▶ Excerpt to read
◇ ◇ ◇ ◇ ◇ ◇ ◇
A discussion on the topic:
In all cases where we might say that it’s ethical to take a person apart for their organs, though, I think we can assume that a person should be in some sort of irreversible something where the person would fairly quickly reach permanent death if left unattended for a few days, and that’s never going to get better. And, that that something doesn’t allow them to perceive the world nor interact with it. I.e., some form of coma, not just being quadriplegic or whatever.
But so that gives us the questions of how many people end up in an irreversible coma/vegetative state (coma, for short), on average? How many of those tend to be prisoners? And how many people need an organ transplant on average?
The best source that I can find would be Spain, giving us about 46,778 patients who are in some form of coma (including reversible). Even though that number will be higher than just irreversible, let’s run with it since we might assume that China and Chinese prisons are just a more dangerous life style than everyday Spain, with more head injuries and a less healthy environment.
Spain has 47.35m people and, if we only want to take organs from people between 15 and 65 then we get 9708/47350000 as a likelihood of a person of harvestable age in poor living conditions, to go into a coma.
The Wikipedia believes that there are about 1.7m people in prison, in China. And now, if we say that about 97% of prisoners are between 15 and 65, then that would say that we expect a total of 338 comatose prisoners to be in Chinese prisons, at any given moment - if we assume that they’re not being harvested for organs, since that would remove them from the pool. At any rate, this gives us a number to compare to versus the pool of all people needing a transplant.
In Japan - a country with a better lifespan than China - the total number of people in need of an organ transplant is probably around 18,550. If we take that same rate over to China then we have about 206,733 people in need of a transplant.
I think it’s safe to say that naturally occurring comatose prisoners are not the source of organs.
And, of course, that’s assuming that 100% of comatose patients were deemed worthy of execution. (Which, granted, they are a money sink if they’re in an irreversible state - so it might be.)
In 2018, they were performing about 20,000 transplants per year but it looks like China is also only admitting to about 1,000 executions per year, total. So even if we assume that they’re harvesting 100% of them, that would still be far less than they need.
Of course, that’s all based on public/official numbers.
The article suggests an organized, secret, genocidal movement against Falun Gong and the Uighurs. If that’s real then public numbers aren’t a good indicator.
◇ ◇ ◇ ◇ ◇ ◇ ◇
▶ Record excerpts

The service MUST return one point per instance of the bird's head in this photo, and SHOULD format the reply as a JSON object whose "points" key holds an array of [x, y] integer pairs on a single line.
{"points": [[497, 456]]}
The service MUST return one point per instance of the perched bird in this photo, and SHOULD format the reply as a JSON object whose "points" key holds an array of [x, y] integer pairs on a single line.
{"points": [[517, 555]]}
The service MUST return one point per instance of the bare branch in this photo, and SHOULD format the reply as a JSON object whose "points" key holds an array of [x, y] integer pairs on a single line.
◇ ◇ ◇ ◇ ◇ ◇ ◇
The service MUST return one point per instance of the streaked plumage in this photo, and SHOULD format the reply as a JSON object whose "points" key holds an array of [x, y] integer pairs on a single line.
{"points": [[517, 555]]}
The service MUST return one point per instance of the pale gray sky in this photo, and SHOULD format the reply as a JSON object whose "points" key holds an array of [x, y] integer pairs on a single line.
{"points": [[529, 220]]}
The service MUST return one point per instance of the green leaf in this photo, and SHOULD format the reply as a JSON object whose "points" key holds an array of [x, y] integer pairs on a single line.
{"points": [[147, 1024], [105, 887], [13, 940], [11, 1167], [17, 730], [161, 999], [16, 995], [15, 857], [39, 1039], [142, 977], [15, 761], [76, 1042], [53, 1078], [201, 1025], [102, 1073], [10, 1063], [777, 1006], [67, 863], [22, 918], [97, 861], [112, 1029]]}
◇ ◇ ◇ ◇ ◇ ◇ ◇
▶ Using the information
1 – In the discussion of organ transplants in China, about how many transplants per year was China performing in 2018?
2 – Copy out word for word the portion of the organ-transplant discussion that opens with the words containing "And, of course, that’s" and closes with "a good indicator.".

▶ Task answers
1 – About 20,000 transplants per year.

2 –
And, of course, that’s assuming that 100% of comatose patients were deemed worthy of execution. (Which, granted, they are a money sink if they’re in an irreversible state - so it might be.)
In 2018, they were performing about 20,000 transplants per year but it looks like China is also only admitting to about 1,000 executions per year, total. So even if we assume that they’re harvesting 100% of them, that would still be far less than they need.
Of course, that’s all based on public/official numbers.
The article suggests an organized, secret, genocidal movement against Falun Gong and the Uighurs. If that’s real then public numbers aren’t a good indicator.